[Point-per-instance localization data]
───

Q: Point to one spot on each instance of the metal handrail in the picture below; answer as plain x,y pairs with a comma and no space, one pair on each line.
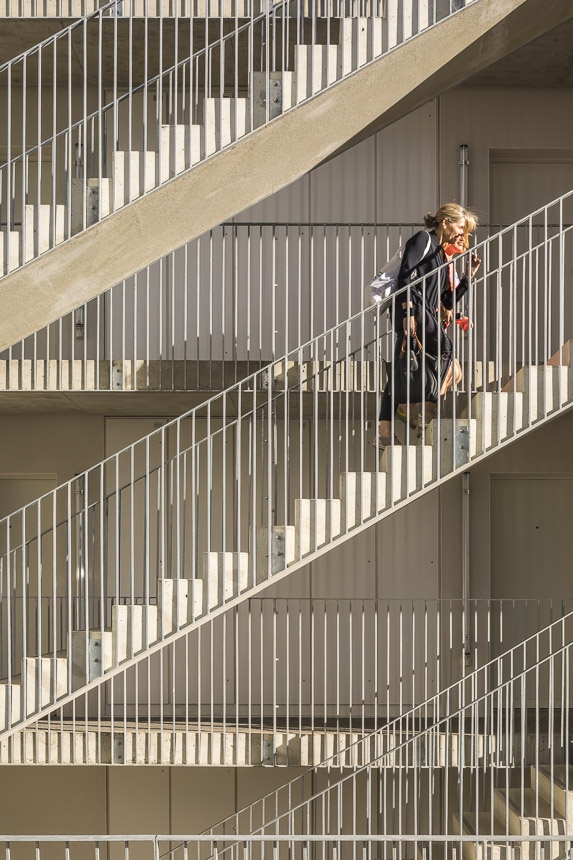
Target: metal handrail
168,328
181,84
191,445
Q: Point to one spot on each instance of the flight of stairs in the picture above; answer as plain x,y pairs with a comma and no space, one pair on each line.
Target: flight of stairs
526,812
220,122
404,470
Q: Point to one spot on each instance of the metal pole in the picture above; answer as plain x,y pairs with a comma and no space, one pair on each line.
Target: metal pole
464,174
466,564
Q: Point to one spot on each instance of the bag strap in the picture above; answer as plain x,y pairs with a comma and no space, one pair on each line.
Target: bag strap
405,343
428,246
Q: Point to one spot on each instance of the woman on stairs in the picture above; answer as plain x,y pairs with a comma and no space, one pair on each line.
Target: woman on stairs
427,308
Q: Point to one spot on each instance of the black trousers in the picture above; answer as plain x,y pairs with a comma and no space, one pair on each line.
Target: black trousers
435,341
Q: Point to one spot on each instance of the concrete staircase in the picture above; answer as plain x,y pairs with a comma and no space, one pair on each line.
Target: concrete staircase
318,523
543,809
153,201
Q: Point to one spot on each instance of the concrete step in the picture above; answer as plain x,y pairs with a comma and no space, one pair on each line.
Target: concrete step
317,66
92,655
180,149
498,414
225,120
363,495
545,389
8,265
317,522
472,825
91,199
225,575
46,682
409,468
134,628
133,174
524,813
556,781
180,603
360,42
282,544
10,704
457,443
44,227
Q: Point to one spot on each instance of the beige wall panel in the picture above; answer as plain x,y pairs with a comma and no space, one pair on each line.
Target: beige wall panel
407,157
19,490
497,117
408,550
254,783
138,800
291,204
344,189
57,444
521,186
351,572
544,452
52,801
531,541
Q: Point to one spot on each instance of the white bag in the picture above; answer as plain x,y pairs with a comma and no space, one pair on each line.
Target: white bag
378,293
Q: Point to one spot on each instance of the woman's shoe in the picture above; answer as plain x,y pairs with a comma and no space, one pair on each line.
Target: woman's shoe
402,415
425,416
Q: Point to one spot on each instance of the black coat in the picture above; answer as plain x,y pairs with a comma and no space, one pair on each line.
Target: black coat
437,283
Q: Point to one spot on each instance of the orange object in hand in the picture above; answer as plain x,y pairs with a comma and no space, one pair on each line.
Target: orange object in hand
464,323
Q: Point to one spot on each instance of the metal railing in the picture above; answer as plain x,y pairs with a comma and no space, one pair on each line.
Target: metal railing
185,8
86,137
465,752
286,679
489,767
217,309
276,470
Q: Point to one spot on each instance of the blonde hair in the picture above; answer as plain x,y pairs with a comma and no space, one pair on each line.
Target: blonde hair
452,212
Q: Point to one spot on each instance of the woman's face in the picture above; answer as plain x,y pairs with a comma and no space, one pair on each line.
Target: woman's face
454,233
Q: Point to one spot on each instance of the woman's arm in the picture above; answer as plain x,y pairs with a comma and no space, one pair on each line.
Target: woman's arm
413,256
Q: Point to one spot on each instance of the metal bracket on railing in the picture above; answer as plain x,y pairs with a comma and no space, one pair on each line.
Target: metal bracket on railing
94,661
118,750
461,446
117,376
267,753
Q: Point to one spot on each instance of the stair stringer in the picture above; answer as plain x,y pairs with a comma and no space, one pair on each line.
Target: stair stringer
297,565
248,170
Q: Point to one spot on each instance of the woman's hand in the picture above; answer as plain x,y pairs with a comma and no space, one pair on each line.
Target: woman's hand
410,323
447,315
475,264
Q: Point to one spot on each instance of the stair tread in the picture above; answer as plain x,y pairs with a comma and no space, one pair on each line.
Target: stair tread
559,772
484,824
531,807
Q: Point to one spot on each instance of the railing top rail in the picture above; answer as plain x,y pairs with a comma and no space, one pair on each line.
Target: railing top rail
294,354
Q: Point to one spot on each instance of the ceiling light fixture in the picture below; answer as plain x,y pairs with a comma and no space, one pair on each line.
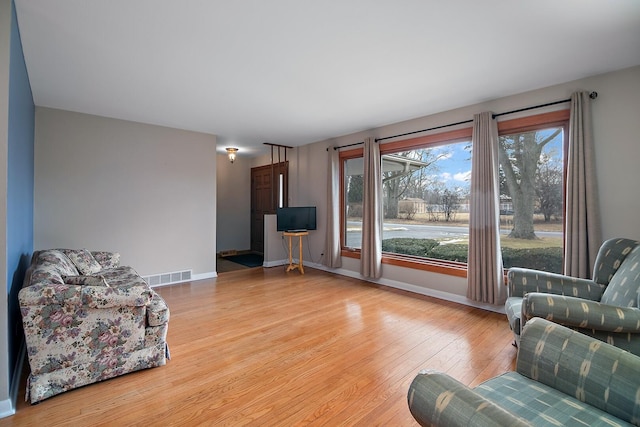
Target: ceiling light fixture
232,153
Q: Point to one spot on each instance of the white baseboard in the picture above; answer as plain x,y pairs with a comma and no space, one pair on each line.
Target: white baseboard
8,406
203,276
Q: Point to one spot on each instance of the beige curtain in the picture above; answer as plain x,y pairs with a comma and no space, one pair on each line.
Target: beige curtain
371,253
583,235
332,238
485,276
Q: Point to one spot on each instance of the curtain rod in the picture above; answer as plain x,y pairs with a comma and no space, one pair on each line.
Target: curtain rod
592,95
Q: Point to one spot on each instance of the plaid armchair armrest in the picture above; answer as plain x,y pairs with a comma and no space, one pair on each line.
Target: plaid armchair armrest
592,371
524,280
437,399
580,313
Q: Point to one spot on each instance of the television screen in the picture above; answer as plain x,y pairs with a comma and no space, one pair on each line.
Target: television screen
296,218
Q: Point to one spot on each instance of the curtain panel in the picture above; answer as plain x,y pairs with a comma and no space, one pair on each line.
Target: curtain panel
332,238
485,276
371,251
583,234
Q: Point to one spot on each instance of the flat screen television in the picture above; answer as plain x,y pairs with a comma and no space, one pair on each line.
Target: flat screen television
301,218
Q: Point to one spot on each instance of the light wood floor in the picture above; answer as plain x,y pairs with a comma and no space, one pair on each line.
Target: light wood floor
265,347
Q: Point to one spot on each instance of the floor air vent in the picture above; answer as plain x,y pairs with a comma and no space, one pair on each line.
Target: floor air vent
168,278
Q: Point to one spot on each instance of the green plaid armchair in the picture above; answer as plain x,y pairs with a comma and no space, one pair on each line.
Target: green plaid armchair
562,378
605,307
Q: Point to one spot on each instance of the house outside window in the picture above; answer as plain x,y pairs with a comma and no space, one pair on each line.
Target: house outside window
426,184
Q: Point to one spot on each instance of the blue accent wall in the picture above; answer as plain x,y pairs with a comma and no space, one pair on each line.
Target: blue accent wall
20,186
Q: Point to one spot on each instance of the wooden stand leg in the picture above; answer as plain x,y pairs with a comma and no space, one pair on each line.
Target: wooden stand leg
299,265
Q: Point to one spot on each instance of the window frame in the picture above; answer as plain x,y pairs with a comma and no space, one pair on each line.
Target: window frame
558,118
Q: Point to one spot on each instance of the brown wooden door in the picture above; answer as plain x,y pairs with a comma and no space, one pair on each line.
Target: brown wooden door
264,198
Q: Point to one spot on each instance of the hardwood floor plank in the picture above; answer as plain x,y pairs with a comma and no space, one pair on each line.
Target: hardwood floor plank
267,347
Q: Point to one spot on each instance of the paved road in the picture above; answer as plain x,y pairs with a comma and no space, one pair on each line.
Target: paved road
420,231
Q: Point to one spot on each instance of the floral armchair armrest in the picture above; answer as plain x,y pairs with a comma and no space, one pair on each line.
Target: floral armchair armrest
580,313
437,399
81,295
523,280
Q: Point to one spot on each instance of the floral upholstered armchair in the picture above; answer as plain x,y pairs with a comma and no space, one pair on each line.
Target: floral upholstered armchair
605,307
87,319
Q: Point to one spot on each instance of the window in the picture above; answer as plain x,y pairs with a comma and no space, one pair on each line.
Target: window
532,170
426,184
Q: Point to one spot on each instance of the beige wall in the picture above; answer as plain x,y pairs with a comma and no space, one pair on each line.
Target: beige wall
616,128
148,192
234,203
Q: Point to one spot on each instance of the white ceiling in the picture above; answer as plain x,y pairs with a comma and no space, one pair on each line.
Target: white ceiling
294,72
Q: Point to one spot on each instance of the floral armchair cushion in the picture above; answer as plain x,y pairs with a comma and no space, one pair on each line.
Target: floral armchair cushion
107,259
98,280
84,261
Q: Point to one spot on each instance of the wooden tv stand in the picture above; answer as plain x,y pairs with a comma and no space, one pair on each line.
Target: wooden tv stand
291,235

───

Every entry above needs to be copied exactly, and no pictures go with it.

Solved exercise:
Q: Point to one spot on each instance of the metal handrail in the picture below; answer as plain x,y pairs with a comma and no space, one pair on each line.
Target: metal handrail
168,328
181,84
191,445
Q: Point to one spot on each instance of the flight of stairs in the picture above; answer as plain x,y pairs with a comma and no space, one pair on each line.
Target: flight of stairs
526,812
220,122
404,470
Q: Point to one spot on each instance of the metal pole in the picture above; answer as plain x,y pairs with a comma and no space, one pair on each line.
Target: metal pole
464,174
466,564
Q: Point to one spot on each instance of the bag strap in the picture above; answer as plain x,y pairs with a comma and no space, one pair on each line.
Target: bag strap
405,343
428,246
Q: Point to one spot on each instance of the woman on stairs in the picture above; answer as plain x,y pairs with a comma and no space, one pair on each line.
Target: woman on stairs
427,308
Q: Point to one spot on each instance of the black trousers in the picture above; answer as plain x,y pairs with a comma and no space, one pair on each line.
Target: black trousers
435,341
Q: Point to one spot on each instance of the concrete staircase in the picture above; answer as plain x,y pairs with a comma and no space, one pair on each line.
Target: concrete staircase
318,523
543,809
153,201
Q: Point to one spot on each instance of the concrete step in the picture above; answer as plain x,y pairs with a comma and no space, one pair on each line.
Target: concrete step
317,66
92,655
180,149
498,414
225,120
363,495
545,389
8,265
317,522
472,825
91,199
225,575
46,682
409,468
134,628
133,174
524,813
556,781
180,603
360,42
282,544
10,704
457,443
44,227
Q: Point to one spot on each instance of the beige wall panel in the picture above; answer as plain x,y pairs with a comma and no space, one pair on each line.
Target: beige wall panel
407,157
19,490
497,117
408,550
254,783
138,800
291,204
344,189
57,444
521,186
351,572
544,452
52,801
531,541
Q: Point to one spot on each instance of the white bag in the picture above; answer as plain x,y pairs with a comma and no space, one pair on each line.
Target: white bag
378,293
Q: Point to one spot on each instance of the woman's shoe in the picture above; answer as plain x,y pairs with a comma and no space, one pair on each line.
Target: woman's shoe
402,415
425,416
Q: Point to one spot on each instance of the black coat in the picture above; answer as plain x,y pairs with a comma and no space, one pair on each line.
Target: black coat
437,283
Q: Point to one spot on each instance of the orange object in hand in the picture above; answer as plain x,y pairs with a comma and no space, one pair on each line.
Target: orange object in hand
464,323
Q: Point to one spot on each instance of the metal railing in the picture above; answer as plain x,y pairs with a comma and no space, one pair on each line.
Target: metal railing
185,8
86,137
465,752
286,679
489,767
217,309
276,470
Q: Point to one spot on each instance of the blonde hair in the picture above; answer as plain x,y pairs with a comma and no space, one pair on each line.
Target: blonde hair
452,212
Q: Point to one spot on each instance of the woman's face in the picture above; answer as plain x,y pairs with a comma and no space, one pair on each line.
Target: woman's face
454,233
Q: Point to one spot on each instance of the woman's arm in the picture above; answer as plain x,y pairs with a comma and no space, one pair on each line.
Target: woman's arm
413,256
Q: Point to one spot on each instance of the metal bracket on railing in the picture above; answer as plain x,y pairs with a comma and no space, one pair on each line.
Target: metal bracket on railing
94,661
118,750
461,446
117,376
267,753
Q: Point to one spot on each instance of the stair stringer in the picture above; answer as plain x,y pairs with a comma and no space, one pair on each line.
Target: stair stringer
297,565
248,170
Q: Point to one spot on each instance of the woman's hand in the picture above; answer as plain x,y pairs with a comma and no space, one pair on each line.
Target: woman's hand
410,323
447,315
475,264
Q: Point to one spot on each instance of the stair tread in the picture above; answer as plain x,y pairs with a comma and no space, one pair on each line.
Target: stair tread
559,772
484,824
531,807
Q: Point to one spot on each instance of the railing top rail in the picture above; answer as plain x,y pairs with a comma and no space, one pair on each line.
Target: railing top rail
294,354
Q: Point to one spot on each instance of the ceiling light fixture in the picture below; answer as plain x,y pairs with a comma and no space, one pair on each line.
Target: ceiling light fixture
232,153
Q: Point to one spot on each instance of the white baseboard in the picture above; answer as plain x,y pairs with a comma and no space, one pair on each line.
Target: white baseboard
8,406
203,276
Q: Point to one spot on each instance of the beige curtain in the picture above; answer as plain x,y pairs with a comma and no space, one pair on each line.
Target: beige curtain
371,253
583,235
332,238
485,276
Q: Point to one spot on each instance of the curtain rod in the picture above; answer as plain x,y pairs with a comma and no space, one pair on each line.
Target: curtain rod
592,95
Q: Point to one spot on each instance of the plaid armchair armrest in the picture above; answer as plain x,y pairs with a comma and no space, one pair on each line.
Target: plaid armchair armrest
592,371
524,280
437,399
580,313
Q: Point to one spot on each instance of the television screen in the picture above; answer as plain x,y pairs with a comma and no space, one pair on each line.
Target: television screen
296,218
Q: Point to one spot on each instance of the curtain panel in the picture above; answer as plain x,y pairs with a comma and no space, one pair on each line.
Target: curtain panel
332,238
485,276
371,251
583,234
Q: Point to one spot on each instance of the flat screen television in the picture above; answer as plain x,y pairs with a comma and no space, one pair on each line.
Target: flat screen television
301,218
Q: Point to one spot on each instance of the light wood floor in the picture above; answer as plain x,y pairs with a comma and no space, one pair on each line.
Target: light wood floor
265,347
Q: Point to one spot on each instance of the floor air vent in the picture above; answer as plain x,y pairs with a comma and no space, one pair on each line.
Target: floor air vent
168,278
Q: Point to one spot on each instance of the green plaid armchair in the picture above; answer as plain x,y pairs with a comma and no space, one pair on each line.
Target: green plaid armchair
562,378
605,307
Q: Point to one spot on each instance of the house outside window in the picture above; answer as plain x,y pairs with a comma and no space, one pair on each line.
Target: house outside window
426,184
Q: Point to one spot on each instance of the blue accent wall in the picture above; answer as plain x,y pairs with a comma and no space, one pair on each line.
Target: blue accent wall
20,186
Q: Point to one spot on each instance of the wooden stand leg in the picture above; answer as plain x,y pairs with a comma and no space, one pair on each line.
Target: wooden stand leg
299,265
Q: Point to one spot on each instance of the window frame in the picture above; answer as plain x,y pairs with a comma and no space, one pair on each line.
Target: window frame
558,118
Q: Point to one spot on each instance of the brown wooden door in the picture above; answer as plain x,y pairs with a comma and no space, one pair on each line.
Target: brown wooden door
264,198
Q: Point to one spot on each instance of the hardwood floor plank in the picture above; answer as plain x,y pairs with a comma and no space, one pair on each line.
Target: hardwood floor plank
267,347
Q: Point to one spot on each instance of the paved road in the picture above; answer as plain x,y pairs with a comma and no space, one pair on each line.
Target: paved road
420,231
Q: Point to one spot on each instance of the floral armchair armrest in the picture above; answer as plain x,y pairs with a comma and no space, one pair on each line.
Target: floral armchair armrest
580,313
437,399
81,295
523,280
Q: Point to one spot on each instance of the floral upholstered armchair in the picture above; answer as plain x,y pairs with a comma and no space, one pair on each line.
Target: floral upholstered armchair
605,307
87,319
Q: Point to one spot on each instance of the window in the picture above; answer as plain x,y pairs with a comma and no space, one pair on each line.
Target: window
532,170
426,184
Q: Point to one spot on each instance of the beige wall in the picture above; answer as plain x,y pairs with a comma and no space, one pair on each line.
Target: beige wall
616,128
148,192
234,203
Q: Point to one spot on each instance of the white ceiling in the picture above; answer as plain x,y pairs with a comma and no space, one pair on each line.
Target: white ceiling
294,72
Q: Point to one spot on each instance of the floral armchair cushion in the picture above; answer as plain x,y pairs with a comma and no space, one pair on each line.
Target: floral armchair cushion
107,259
98,280
84,261
Q: Point to one spot on each instance of the wooden tv stand in the picture above; answer as plain x,y pairs with a comma and no space, one pair on each line.
Target: wooden tv stand
291,235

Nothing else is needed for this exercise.